Records of labeled points
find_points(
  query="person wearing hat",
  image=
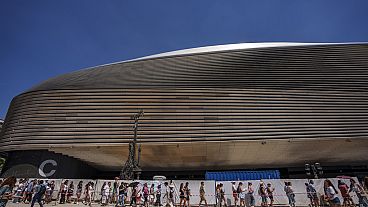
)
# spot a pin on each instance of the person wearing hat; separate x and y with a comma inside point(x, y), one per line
point(270, 191)
point(202, 194)
point(235, 193)
point(187, 194)
point(222, 195)
point(262, 192)
point(158, 196)
point(252, 201)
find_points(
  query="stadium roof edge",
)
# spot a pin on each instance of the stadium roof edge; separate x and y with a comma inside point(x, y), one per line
point(225, 47)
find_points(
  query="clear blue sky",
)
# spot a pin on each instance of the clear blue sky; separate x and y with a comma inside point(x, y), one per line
point(40, 39)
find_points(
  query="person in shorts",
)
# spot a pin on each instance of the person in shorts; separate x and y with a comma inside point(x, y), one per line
point(270, 191)
point(344, 189)
point(235, 193)
point(331, 194)
point(241, 192)
point(202, 195)
point(252, 201)
point(79, 191)
point(187, 194)
point(182, 195)
point(262, 192)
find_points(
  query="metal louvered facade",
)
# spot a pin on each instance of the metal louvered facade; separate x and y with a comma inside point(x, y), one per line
point(301, 93)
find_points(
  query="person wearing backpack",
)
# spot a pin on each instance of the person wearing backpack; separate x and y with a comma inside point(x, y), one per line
point(331, 194)
point(40, 190)
point(6, 189)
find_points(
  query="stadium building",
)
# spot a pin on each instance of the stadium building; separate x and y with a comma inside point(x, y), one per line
point(227, 107)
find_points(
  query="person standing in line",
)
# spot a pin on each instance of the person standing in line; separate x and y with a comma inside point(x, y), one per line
point(309, 194)
point(145, 194)
point(252, 201)
point(115, 187)
point(158, 196)
point(49, 191)
point(270, 191)
point(70, 192)
point(19, 192)
point(101, 191)
point(217, 195)
point(187, 194)
point(105, 194)
point(86, 194)
point(359, 191)
point(331, 194)
point(6, 190)
point(234, 189)
point(79, 191)
point(91, 192)
point(152, 194)
point(182, 195)
point(290, 193)
point(241, 191)
point(122, 192)
point(133, 198)
point(222, 195)
point(202, 195)
point(313, 194)
point(110, 196)
point(171, 195)
point(166, 194)
point(263, 194)
point(39, 190)
point(29, 191)
point(63, 191)
point(344, 189)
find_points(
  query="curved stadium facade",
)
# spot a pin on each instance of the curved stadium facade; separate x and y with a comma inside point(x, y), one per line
point(241, 106)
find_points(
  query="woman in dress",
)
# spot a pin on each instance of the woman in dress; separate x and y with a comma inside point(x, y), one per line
point(63, 191)
point(79, 191)
point(241, 191)
point(6, 189)
point(70, 192)
point(182, 195)
point(331, 194)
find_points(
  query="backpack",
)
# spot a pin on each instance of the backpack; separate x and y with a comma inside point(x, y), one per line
point(42, 190)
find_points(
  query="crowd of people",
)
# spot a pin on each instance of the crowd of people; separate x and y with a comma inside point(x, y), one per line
point(120, 193)
point(244, 195)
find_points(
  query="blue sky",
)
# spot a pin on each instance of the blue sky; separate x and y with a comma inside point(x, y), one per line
point(40, 39)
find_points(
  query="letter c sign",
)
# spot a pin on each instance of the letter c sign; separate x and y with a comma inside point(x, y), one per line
point(42, 166)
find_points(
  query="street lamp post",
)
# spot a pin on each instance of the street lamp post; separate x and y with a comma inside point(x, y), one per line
point(131, 166)
point(313, 169)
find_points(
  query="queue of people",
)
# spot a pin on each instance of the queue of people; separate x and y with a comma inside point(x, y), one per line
point(119, 193)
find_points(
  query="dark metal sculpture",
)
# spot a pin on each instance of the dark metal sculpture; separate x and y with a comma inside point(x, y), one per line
point(131, 166)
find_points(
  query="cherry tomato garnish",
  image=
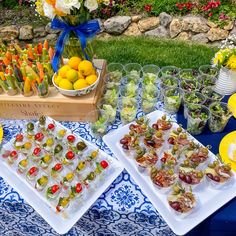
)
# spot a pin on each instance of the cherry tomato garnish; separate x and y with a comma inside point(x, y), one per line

Your task → Quote all of the entries word for word, omitting any pictures.

Answer to the exercise →
find_points(
  query="person wearing hat",
  image=
)
# spot a pin on each instance of the person wearing hat; separate x and y with a comma inside point(x, y), one per line
point(270, 191)
point(202, 194)
point(235, 193)
point(187, 194)
point(222, 195)
point(262, 192)
point(158, 196)
point(252, 201)
find_points(
  query="stadium roof edge",
)
# spot a pin on each instance of the stadium roof edge; separate x and y with a comma inside point(x, y), one per line
point(225, 47)
find_points(
  query="clear blue sky",
)
# spot a pin on each instance of the clear blue sky; separate x and y with a comma inside point(x, y), one per line
point(40, 39)
find_points(
  query="person in shorts",
)
# spot a pin on each instance of the person in shorts; separate x and y with a comma inside point(x, y), one per line
point(270, 191)
point(344, 189)
point(235, 193)
point(331, 194)
point(241, 192)
point(202, 195)
point(252, 201)
point(79, 191)
point(187, 194)
point(182, 195)
point(262, 192)
find_points(
  query="metal louvered facade",
)
# spot a pin on each instance of the metal louvered facade; separate x and y with a comma inside point(x, y), one per line
point(301, 93)
find_points(
  query="person wearing backpack",
)
# spot a pin on each instance of the person wearing backpack; separate x and y with a comma inside point(x, y), one per line
point(331, 194)
point(40, 190)
point(6, 189)
find_points(
  query="stadium building",
)
# spot a pin on each instance of the stadium building; separate x and y with a comma inside point(x, y), one per line
point(227, 107)
find_points(
  query="person standing in line",
)
# spot a pin on each instance of the person standing in line; separate x and y with a comma inside point(x, y), one per line
point(309, 194)
point(145, 194)
point(252, 201)
point(115, 187)
point(158, 196)
point(49, 191)
point(270, 191)
point(70, 192)
point(19, 192)
point(101, 191)
point(217, 195)
point(187, 194)
point(105, 194)
point(86, 194)
point(359, 191)
point(331, 194)
point(6, 190)
point(234, 189)
point(79, 191)
point(91, 192)
point(152, 194)
point(182, 195)
point(290, 193)
point(241, 191)
point(122, 192)
point(133, 198)
point(222, 195)
point(202, 195)
point(313, 194)
point(110, 196)
point(171, 195)
point(166, 194)
point(263, 194)
point(39, 190)
point(29, 191)
point(63, 191)
point(344, 189)
find_points(
  query="curved stadium facade",
)
# spot a pin on each instance of the curved stadium facade; separate x and y with a comma inside point(x, y), one per line
point(241, 106)
find_points(
  query="woman in dress",
)
# spot a pin on each instance of the woman in dress; separate x and y with a comma inside point(x, y), one per line
point(63, 191)
point(79, 191)
point(241, 191)
point(6, 189)
point(70, 192)
point(182, 195)
point(331, 194)
find_points(
  query="backpack",
)
# spot a pin on each instance of the backpack; separate x and y with a comma inside point(x, y), one per line
point(42, 190)
find_points(
  query="crowd of people",
)
# spot a pin on each instance of the crowd of people; separate x and y with a comma inside point(x, y), one per line
point(120, 193)
point(244, 195)
find_points(
  query="blue sky",
)
# spot a pin on each instance of the blue sky; separate x and y with a comma inside point(x, y), one per line
point(40, 39)
find_points(
  query="letter c sign",
)
# spot a pin on each instance of the letter c sign; separate x and y with a comma inside point(x, y), one per line
point(42, 166)
find_points(
  query="street lamp post",
)
# spot a pin on each instance of the street lamp post; separate x and y with a comma inside point(x, y), one per line
point(131, 166)
point(313, 169)
find_points(
  query="queue of people",
)
# spot a pin on each instance of the queue of people; separate x and y with a comma inside point(x, y), one per line
point(119, 193)
find_points(
  query="dark metal sculpture",
)
# spot a pin on each instance of the dark metal sculpture; separate x and y with a comma inside point(x, y), one per line
point(131, 166)
find_points(
  query="cherry tomato garnish",
  image=
)
# spot a pin on each instance of the cherry tomato garnish; separate x and y with a comma inside point(x, y), one per line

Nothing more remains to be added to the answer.